Written task: Please repeat the material below word for word, leaving out the pictures.

Entries provided:
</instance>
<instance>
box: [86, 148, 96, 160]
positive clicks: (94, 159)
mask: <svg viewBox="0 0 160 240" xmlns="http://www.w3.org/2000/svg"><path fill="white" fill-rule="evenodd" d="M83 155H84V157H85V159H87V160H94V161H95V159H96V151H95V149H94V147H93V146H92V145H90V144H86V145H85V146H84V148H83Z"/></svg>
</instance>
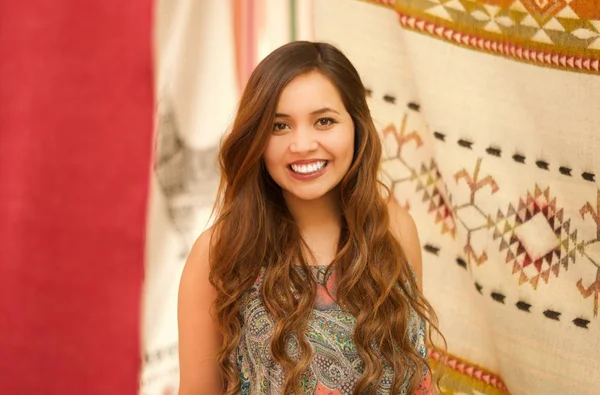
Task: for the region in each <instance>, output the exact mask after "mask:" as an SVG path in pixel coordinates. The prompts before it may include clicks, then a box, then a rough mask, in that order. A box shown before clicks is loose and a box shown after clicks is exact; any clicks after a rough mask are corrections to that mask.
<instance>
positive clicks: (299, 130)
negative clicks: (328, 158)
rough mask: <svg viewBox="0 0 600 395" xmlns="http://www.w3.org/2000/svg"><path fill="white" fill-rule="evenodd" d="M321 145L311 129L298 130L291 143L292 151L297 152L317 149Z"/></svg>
mask: <svg viewBox="0 0 600 395" xmlns="http://www.w3.org/2000/svg"><path fill="white" fill-rule="evenodd" d="M318 147H319V143H317V140H316V136H315V134H314V133H313V131H310V130H306V129H304V130H296V131H294V133H293V139H292V142H291V144H290V151H291V152H293V153H295V154H301V153H305V152H311V151H315V150H316V149H317V148H318Z"/></svg>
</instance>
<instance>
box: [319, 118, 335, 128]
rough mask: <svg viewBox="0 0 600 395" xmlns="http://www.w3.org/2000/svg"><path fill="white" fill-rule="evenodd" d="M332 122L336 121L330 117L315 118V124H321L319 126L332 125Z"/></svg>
mask: <svg viewBox="0 0 600 395" xmlns="http://www.w3.org/2000/svg"><path fill="white" fill-rule="evenodd" d="M334 123H336V122H335V120H334V119H332V118H319V119H318V120H317V125H318V126H321V127H328V126H331V125H333V124H334Z"/></svg>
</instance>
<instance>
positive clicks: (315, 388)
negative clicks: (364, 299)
mask: <svg viewBox="0 0 600 395" xmlns="http://www.w3.org/2000/svg"><path fill="white" fill-rule="evenodd" d="M326 269H327V267H326V266H315V267H312V270H313V275H314V276H315V279H316V280H317V295H316V301H315V307H314V309H313V314H312V318H311V319H310V321H309V326H308V329H307V331H306V338H307V340H308V342H309V344H310V345H311V347H312V353H313V355H312V362H311V365H310V367H309V369H308V371H307V373H306V374H305V375H304V376H303V378H302V382H301V388H302V390H303V393H304V394H316V395H324V394H327V395H349V394H352V391H353V389H354V386H355V385H356V382H357V381H358V379H359V378H360V376H361V368H362V361H361V359H360V356H359V355H358V352H357V350H356V346H355V345H354V344H353V342H352V335H353V333H354V325H355V323H356V320H355V318H354V317H353V316H352V315H351V314H350V313H348V312H346V311H344V310H343V309H341V308H340V307H339V306H338V305H337V303H336V302H335V300H334V297H332V296H331V295H335V291H336V285H335V281H334V278H335V276H332V275H331V273H330V274H329V275H328V276H327V277H325V274H326ZM332 273H333V271H332ZM261 279H262V272H261V276H260V277H259V278H258V280H257V281H256V283H255V284H254V286H253V287H252V288H251V289H250V291H249V292H247V293H246V295H245V297H244V302H243V303H244V305H243V306H244V307H243V309H242V315H243V330H242V337H241V340H240V344H239V345H238V348H237V365H238V369H239V371H240V377H241V383H242V392H241V393H242V395H262V394H281V393H282V392H283V391H282V386H283V379H284V372H283V368H282V367H281V366H280V365H279V364H278V363H276V362H275V361H274V360H273V358H272V356H271V352H270V343H271V331H272V327H273V321H272V319H271V317H270V316H269V315H268V313H267V310H266V308H265V306H264V305H263V303H262V300H261V296H260V287H261ZM409 336H410V339H411V340H412V342H413V344H414V346H415V348H416V349H417V350H418V352H419V353H420V354H421V355H422V356H423V357H425V356H426V355H427V349H426V346H425V324H424V322H423V320H422V319H420V318H419V317H418V315H417V314H416V313H414V312H413V314H412V316H411V323H410V325H409ZM288 352H289V353H290V355H292V356H293V355H294V353H297V352H298V346H297V343H296V342H294V341H290V343H289V344H288ZM392 378H393V374H392V370H391V368H390V367H388V366H386V367H385V370H384V377H383V380H382V382H381V385H380V388H379V390H378V392H377V393H378V394H389V393H390V386H391V382H392ZM430 388H431V376H430V374H429V372H425V375H424V377H423V380H422V382H421V385H420V387H419V390H418V391H417V392H416V394H430V391H431V389H430ZM401 394H406V389H403V390H402V392H401Z"/></svg>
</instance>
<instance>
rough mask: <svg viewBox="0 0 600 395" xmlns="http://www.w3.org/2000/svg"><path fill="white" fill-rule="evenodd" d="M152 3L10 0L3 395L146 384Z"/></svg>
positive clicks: (2, 34)
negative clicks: (147, 272)
mask: <svg viewBox="0 0 600 395" xmlns="http://www.w3.org/2000/svg"><path fill="white" fill-rule="evenodd" d="M151 8H152V2H151V0H127V1H122V0H85V1H82V0H56V1H47V0H34V1H20V0H3V1H0V394H11V395H21V394H23V395H25V394H26V395H32V394H44V395H59V394H60V395H83V394H86V395H96V394H97V395H106V394H110V395H120V394H123V395H125V394H127V395H131V394H135V393H136V392H137V387H138V385H137V384H138V377H139V367H140V340H139V328H140V319H139V315H140V314H139V311H140V297H141V285H142V277H143V251H144V232H145V218H146V200H147V193H148V178H149V169H150V153H151V139H152V116H153V115H152V114H153V97H152V73H151V71H152V70H151V63H152V62H151V22H152V18H151Z"/></svg>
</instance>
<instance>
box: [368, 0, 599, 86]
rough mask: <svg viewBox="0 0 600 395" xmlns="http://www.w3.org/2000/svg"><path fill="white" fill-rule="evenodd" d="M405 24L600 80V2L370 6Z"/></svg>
mask: <svg viewBox="0 0 600 395" xmlns="http://www.w3.org/2000/svg"><path fill="white" fill-rule="evenodd" d="M370 2H372V3H375V4H379V5H383V6H386V7H389V8H393V9H395V10H396V12H397V13H398V16H399V22H400V24H401V25H402V26H403V27H404V28H406V29H410V30H414V31H417V32H420V33H423V34H427V35H430V36H433V37H435V38H438V39H441V40H444V41H447V42H451V43H452V44H455V45H459V46H462V47H466V48H469V49H474V50H478V51H482V52H487V53H491V54H495V55H500V56H504V57H508V58H512V59H514V60H518V61H521V62H527V63H531V64H536V65H539V66H545V67H552V68H558V69H564V70H569V71H576V72H582V73H592V74H600V7H598V5H597V2H596V0H543V1H542V0H411V1H405V0H397V1H395V2H394V1H390V0H387V1H385V0H370Z"/></svg>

Written answer:
</instance>
<instance>
box: [86, 148, 96, 160]
positive clicks: (94, 159)
mask: <svg viewBox="0 0 160 240" xmlns="http://www.w3.org/2000/svg"><path fill="white" fill-rule="evenodd" d="M83 155H84V157H85V159H87V160H94V161H95V159H96V151H95V149H94V147H93V146H92V145H90V144H86V145H85V146H84V148H83Z"/></svg>
</instance>
Task: for the region in each <instance>, output the exact mask after "mask:" as an SVG path in pixel coordinates. The prompts before it may include clicks, then a box, then a rough mask, in that order. A box shown before clicks is loose and a box shown after clicks is exact; any clicks after a rough mask are corrections to that mask.
<instance>
positive clicks: (299, 130)
negative clicks: (328, 158)
rough mask: <svg viewBox="0 0 600 395" xmlns="http://www.w3.org/2000/svg"><path fill="white" fill-rule="evenodd" d="M321 145L311 129L298 130L291 143L292 151L297 152L317 149Z"/></svg>
mask: <svg viewBox="0 0 600 395" xmlns="http://www.w3.org/2000/svg"><path fill="white" fill-rule="evenodd" d="M318 147H319V143H317V140H316V136H315V134H314V133H313V131H310V130H306V129H304V130H296V131H294V133H293V139H292V142H291V144H290V151H291V152H293V153H295V154H301V153H305V152H311V151H315V150H316V149H317V148H318Z"/></svg>
</instance>
<instance>
box: [319, 118, 335, 128]
rough mask: <svg viewBox="0 0 600 395" xmlns="http://www.w3.org/2000/svg"><path fill="white" fill-rule="evenodd" d="M332 122L336 121L330 117L315 118V124H321L319 126L332 125Z"/></svg>
mask: <svg viewBox="0 0 600 395" xmlns="http://www.w3.org/2000/svg"><path fill="white" fill-rule="evenodd" d="M334 123H336V122H335V120H334V119H332V118H319V119H318V120H317V125H318V126H321V127H328V126H331V125H333V124H334Z"/></svg>
</instance>
<instance>
positive clicks: (315, 388)
negative clicks: (364, 299)
mask: <svg viewBox="0 0 600 395" xmlns="http://www.w3.org/2000/svg"><path fill="white" fill-rule="evenodd" d="M326 269H327V267H326V266H315V267H312V270H313V275H314V276H315V279H316V280H317V295H316V301H315V307H314V309H313V314H312V318H311V319H310V321H309V326H308V329H307V331H306V338H307V340H308V342H309V344H310V345H311V347H312V353H313V355H312V362H311V365H310V367H309V369H308V371H307V373H306V374H305V375H304V376H303V378H302V382H301V388H302V390H303V393H304V394H316V395H324V394H327V395H349V394H352V391H353V389H354V386H355V385H356V382H357V381H358V379H359V378H360V376H361V368H362V361H361V359H360V356H359V355H358V352H357V350H356V346H355V345H354V344H353V342H352V335H353V333H354V325H355V323H356V320H355V318H354V317H353V316H352V315H351V314H350V313H348V312H346V311H344V310H343V309H341V308H340V307H339V306H338V305H337V303H336V302H335V300H334V297H332V296H331V295H335V291H336V285H335V281H334V278H335V276H332V275H331V273H330V274H329V275H328V276H327V277H325V274H326ZM332 273H333V271H332ZM261 279H262V272H261V276H260V277H259V278H258V280H257V281H256V283H255V284H254V286H253V287H252V288H251V289H250V291H249V292H247V293H246V295H245V297H244V302H243V303H244V305H243V306H244V307H243V309H242V315H243V330H242V337H241V340H240V344H239V345H238V348H237V365H238V369H239V371H240V377H241V383H242V392H241V393H242V395H262V394H281V393H282V392H283V391H282V386H283V379H284V372H283V368H282V367H281V366H280V365H279V364H278V363H276V362H275V361H274V360H273V358H272V356H271V352H270V343H271V331H272V327H273V321H272V319H271V317H270V316H269V315H268V313H267V310H266V308H265V306H264V305H263V303H262V300H261V296H260V287H261ZM409 336H410V339H411V340H412V342H413V344H414V346H415V348H416V349H417V350H418V352H419V353H420V354H421V355H422V356H423V357H425V356H426V355H427V349H426V346H425V324H424V322H423V320H422V319H420V318H419V317H418V315H417V314H416V313H414V312H413V314H412V316H411V323H410V325H409ZM288 352H289V353H290V355H292V356H293V355H294V353H297V352H298V346H297V343H296V342H294V341H290V343H289V344H288ZM392 378H393V374H392V370H391V368H390V367H388V366H386V367H385V370H384V377H383V380H382V382H381V385H380V388H379V390H378V392H377V393H378V394H389V393H390V386H391V382H392ZM430 388H431V376H430V374H429V372H425V375H424V377H423V380H422V382H421V385H420V387H419V390H418V391H417V392H416V394H430V391H431V389H430ZM401 394H406V389H403V390H402V392H401Z"/></svg>
</instance>
<instance>
rough mask: <svg viewBox="0 0 600 395" xmlns="http://www.w3.org/2000/svg"><path fill="white" fill-rule="evenodd" d="M152 3L10 0L3 395L146 384Z"/></svg>
positive clicks: (2, 34)
negative clicks: (147, 272)
mask: <svg viewBox="0 0 600 395" xmlns="http://www.w3.org/2000/svg"><path fill="white" fill-rule="evenodd" d="M151 8H152V2H151V0H127V1H122V0H85V1H82V0H56V1H47V0H34V1H20V0H3V1H0V394H11V395H21V394H23V395H25V394H26V395H32V394H44V395H59V394H60V395H83V394H86V395H96V394H97V395H106V394H110V395H120V394H123V395H125V394H127V395H131V394H135V393H136V392H137V387H138V385H137V384H138V377H139V367H140V340H139V328H140V319H139V315H140V314H139V311H140V297H141V285H142V277H143V251H144V232H145V218H146V200H147V193H148V178H149V169H150V153H151V139H152V116H153V115H152V114H153V97H152V73H151V71H152V70H151V63H152V62H151V22H152V18H151Z"/></svg>
</instance>
<instance>
box: [368, 0, 599, 86]
rough mask: <svg viewBox="0 0 600 395" xmlns="http://www.w3.org/2000/svg"><path fill="white" fill-rule="evenodd" d="M405 24L600 80V2L370 6Z"/></svg>
mask: <svg viewBox="0 0 600 395" xmlns="http://www.w3.org/2000/svg"><path fill="white" fill-rule="evenodd" d="M370 2H372V3H375V4H379V5H383V6H386V7H389V8H393V9H395V10H396V12H397V13H398V16H399V22H400V24H401V25H402V26H403V27H404V28H406V29H410V30H414V31H417V32H420V33H423V34H427V35H430V36H433V37H435V38H438V39H441V40H444V41H447V42H451V43H452V44H455V45H459V46H462V47H466V48H469V49H474V50H478V51H482V52H487V53H491V54H495V55H500V56H504V57H508V58H512V59H514V60H518V61H521V62H527V63H531V64H536V65H539V66H545V67H552V68H558V69H564V70H569V71H576V72H582V73H592V74H600V7H598V5H597V2H596V0H543V1H542V0H411V1H405V0H397V1H395V2H394V1H390V0H387V1H385V0H370Z"/></svg>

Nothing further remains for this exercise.